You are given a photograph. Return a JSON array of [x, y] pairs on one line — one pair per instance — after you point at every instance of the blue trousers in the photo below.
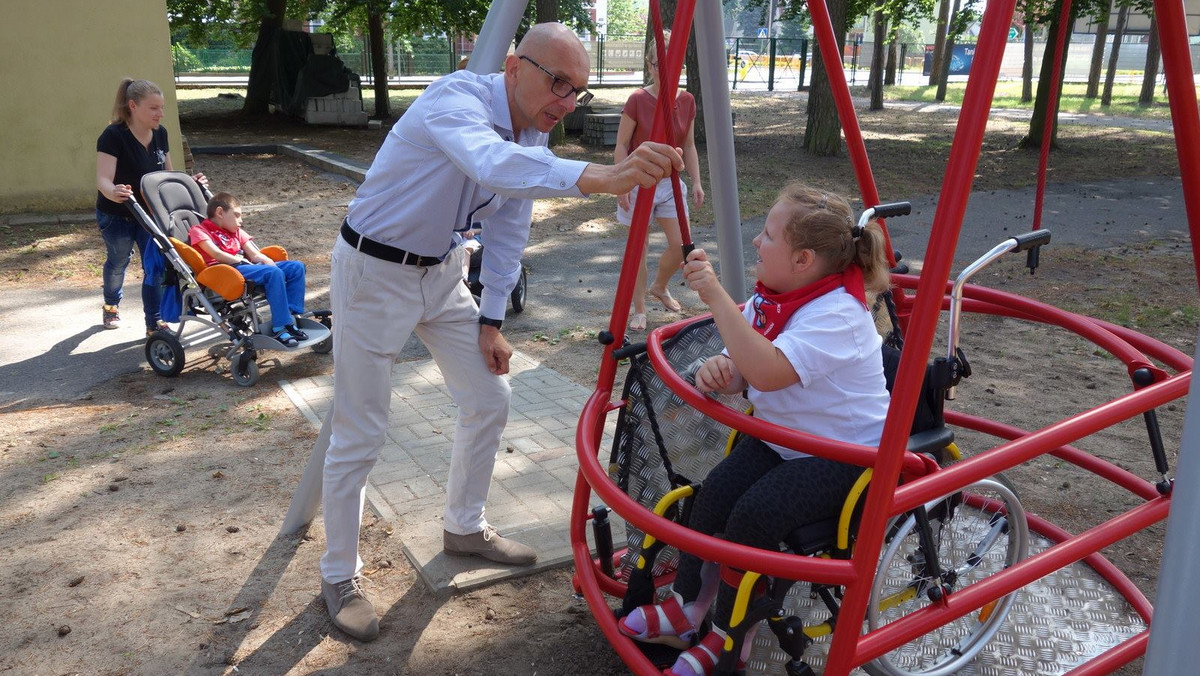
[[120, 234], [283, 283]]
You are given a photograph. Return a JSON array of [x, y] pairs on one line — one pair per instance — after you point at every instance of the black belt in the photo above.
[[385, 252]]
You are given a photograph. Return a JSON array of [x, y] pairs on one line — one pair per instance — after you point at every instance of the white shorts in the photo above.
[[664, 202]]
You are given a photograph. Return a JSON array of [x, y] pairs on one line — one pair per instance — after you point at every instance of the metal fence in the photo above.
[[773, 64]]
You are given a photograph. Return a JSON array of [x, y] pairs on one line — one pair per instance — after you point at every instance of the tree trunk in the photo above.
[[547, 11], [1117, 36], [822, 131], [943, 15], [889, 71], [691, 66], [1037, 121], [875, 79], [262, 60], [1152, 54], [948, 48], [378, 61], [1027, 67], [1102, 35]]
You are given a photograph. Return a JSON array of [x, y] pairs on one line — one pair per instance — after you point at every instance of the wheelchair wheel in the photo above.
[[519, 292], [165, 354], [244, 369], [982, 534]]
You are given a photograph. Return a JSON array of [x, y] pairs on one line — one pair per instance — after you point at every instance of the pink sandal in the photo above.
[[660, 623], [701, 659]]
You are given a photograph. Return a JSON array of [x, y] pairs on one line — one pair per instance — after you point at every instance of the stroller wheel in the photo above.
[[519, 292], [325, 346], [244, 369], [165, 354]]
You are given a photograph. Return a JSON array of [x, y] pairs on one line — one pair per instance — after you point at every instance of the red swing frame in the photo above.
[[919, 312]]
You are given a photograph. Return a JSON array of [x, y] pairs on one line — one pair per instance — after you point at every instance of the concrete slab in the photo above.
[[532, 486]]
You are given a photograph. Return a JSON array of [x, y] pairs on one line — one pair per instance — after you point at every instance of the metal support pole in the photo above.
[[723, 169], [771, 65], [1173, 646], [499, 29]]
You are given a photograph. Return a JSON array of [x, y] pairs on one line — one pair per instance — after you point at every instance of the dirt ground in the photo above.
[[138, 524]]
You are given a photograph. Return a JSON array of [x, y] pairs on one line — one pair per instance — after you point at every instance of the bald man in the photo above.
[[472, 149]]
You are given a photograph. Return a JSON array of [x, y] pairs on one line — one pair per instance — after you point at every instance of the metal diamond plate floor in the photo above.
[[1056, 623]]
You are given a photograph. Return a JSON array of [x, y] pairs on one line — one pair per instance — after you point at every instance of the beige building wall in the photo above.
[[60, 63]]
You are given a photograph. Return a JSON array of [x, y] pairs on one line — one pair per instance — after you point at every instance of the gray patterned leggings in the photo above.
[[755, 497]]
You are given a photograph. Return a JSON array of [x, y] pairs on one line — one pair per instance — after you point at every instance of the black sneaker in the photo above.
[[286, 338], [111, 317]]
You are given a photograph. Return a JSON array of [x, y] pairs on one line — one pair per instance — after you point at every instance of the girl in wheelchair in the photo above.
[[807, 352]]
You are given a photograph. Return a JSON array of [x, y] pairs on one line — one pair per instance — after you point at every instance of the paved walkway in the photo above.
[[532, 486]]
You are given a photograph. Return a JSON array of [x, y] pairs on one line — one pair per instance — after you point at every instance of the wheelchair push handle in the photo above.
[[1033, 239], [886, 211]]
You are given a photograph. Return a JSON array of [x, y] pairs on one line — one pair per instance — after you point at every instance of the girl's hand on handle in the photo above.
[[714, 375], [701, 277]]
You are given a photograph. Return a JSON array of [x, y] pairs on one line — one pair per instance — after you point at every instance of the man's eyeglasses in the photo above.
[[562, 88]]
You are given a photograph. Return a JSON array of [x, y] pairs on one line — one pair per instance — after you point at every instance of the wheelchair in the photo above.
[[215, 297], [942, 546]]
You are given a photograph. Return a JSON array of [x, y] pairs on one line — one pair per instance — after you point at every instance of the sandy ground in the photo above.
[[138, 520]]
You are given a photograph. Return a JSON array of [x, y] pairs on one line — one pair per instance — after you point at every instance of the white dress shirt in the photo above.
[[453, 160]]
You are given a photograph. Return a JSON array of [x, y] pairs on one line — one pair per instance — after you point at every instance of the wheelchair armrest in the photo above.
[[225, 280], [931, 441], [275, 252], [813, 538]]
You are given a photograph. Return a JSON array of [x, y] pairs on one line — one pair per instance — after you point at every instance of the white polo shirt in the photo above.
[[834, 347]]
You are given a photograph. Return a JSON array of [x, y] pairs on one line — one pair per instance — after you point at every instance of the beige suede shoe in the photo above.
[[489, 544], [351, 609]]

WHAT THE EXERCISE ASKS: Can you write out all the items above again, switching "photograph" to "image" and keeping everything else unchanged, with the pictures left out?

EXPECTED OUTPUT:
You are given a image. Return a JSON array of [x, y] pairs on one line — one pair per instance — after you point at every instance of the blue trousers in the photo below.
[[120, 234], [283, 283]]
You are given a image. Return a JSON array of [x, y] pairs on one line — one pair per instance — after you point at every instance of the black belt in the photo above.
[[385, 252]]
You are given a image. Return a JSON array of [x, y] pairs on one line — one pair per instance — after you point at every instance of the white shorts in the photo above.
[[664, 202]]
You are given a image. Return a JSON array of [x, y] pairs on one line — one pair per instance — after you point at every instance of the metal fence in the photo above.
[[773, 64]]
You are given a image. Return a JSON array of [x, y] pairs on one line — one pair per instance — after you point at every instance of the tree trunk in the photo above.
[[547, 11], [1117, 36], [822, 131], [943, 15], [889, 71], [691, 66], [1037, 121], [875, 79], [262, 60], [1152, 54], [948, 48], [378, 61], [1027, 67], [1102, 35]]
You are given a image. Return a JSON array of [x, y] pairs on one line — one pair per instance — after you point at every instance of the wheelchair wheel in the photo above.
[[519, 292], [165, 354], [244, 369], [982, 534]]
You are given a image. Return a JSON array of [x, y] pairs on one line — one pair per instance — after you point at every instance of the pink sandal in the photo above.
[[660, 623], [701, 659]]
You are given a image. Return a JSON array of [x, y] pairs on one line — one pair per instance — after you point at every instance of the stroller wheel in the photo above.
[[519, 292], [325, 346], [244, 369], [165, 354]]
You are given a image. Return a JSON array of [x, y] pairs on one line — one pair per instance — after you point at every instance of the red swing frame in the photo above.
[[919, 312]]
You are given a image. Return a JSON array of [x, y] pairs on one line — one pair per instance — after you point at every instance of the concrete slab in the photo above.
[[532, 486]]
You are given a image. Return a JSON array of [x, y] pairs on one line — one pair per instance — after you point at every instance of the metal support pole in the photo above.
[[723, 169], [771, 65], [1173, 646], [499, 29]]
You are given a image. Return a JSON array of [x, y] pairs on one line — one pair per instance — after you point at every instance of the dirt ground in the photo above.
[[138, 524]]
You are given a image. Return a JSON array of [x, y] pairs on one line — one pair per instance — after you point at every instance of the bald man in the photo above.
[[472, 149]]
You are given a image. Return a JSON array of [x, y] pairs on one line — one pair per instance — after you point at every instance of the metal diamond plate floor in the photo above.
[[1056, 623]]
You are given a image. Return a JSON array of [x, y] pairs on one line — one pair per instance — after you point at every instance of the beige building wall in the photo above.
[[60, 63]]
You are given a image. Return a JSON array of [x, y] pairs on one line — one pair per instance — after you point at every instance of the gray patterned leggings in the photo above.
[[755, 497]]
You are given a image. Return a JSON array of [x, y] pairs on one line — one pair per instance — after you point at every instance of the black sneaker in the photo above.
[[286, 338], [111, 317]]
You are given a image. Return a JSON array of [x, y] pairs on one line — one pair per instance — after you point at every instance of the girl in wheelchair in the photo above.
[[807, 352]]
You are given a image. Return a JSON array of [x, y] pairs on one line — one pair per instance — after you point at every instance of the paved walkway in the photo above.
[[532, 486]]
You are given a image. Return a JSON array of [x, y] pairs on one line — one pair per instance — after you point at every instance of the wheelchair push handle in the photo above.
[[1033, 239], [886, 211]]
You are given a image. Return a JSON array of [x, y] pairs on one line — one pair per instance — after you point at every instance of the girl's hand on handle in the photo above.
[[714, 375], [701, 277]]
You are given a image. Return a JSON array of [x, y] pairs on one line — one pair per instance — after you point at every instance of the man's eyeglasses in the photo above.
[[562, 88]]
You are given a image. Return a JSON array of [x, y] pairs on one line — one pair per instance — after you point at every instance of the wheelchair in the photo above.
[[215, 297], [942, 546]]
You are given a image. Return a JSON array of [x, y] pairs on one line — one pair per instance — after you point at every instance of the sandy ground in the photo above.
[[138, 520]]
You are given a image. Return a JSON array of [x, y] pairs on one line — one pair per instance — after you point at every instance of the white dress shirt in the photo above.
[[453, 160]]
You are given a image. Return a JSON array of [x, y] pairs on one line — one pair per instance — after you point at every instance of the wheelchair armrest in the photo above.
[[225, 280], [931, 441], [275, 252], [813, 538]]
You are given a image. Return a JSON array of [x, y] pairs on one line — one pair per instance — after you point at every instance of the white polo shirt in the photo above.
[[834, 347]]
You are given a image. Return a JSON array of [x, y] pairs on one line — one pair per instance — after you point at every instance of the beige suede shoe in the photo above.
[[489, 544], [351, 609]]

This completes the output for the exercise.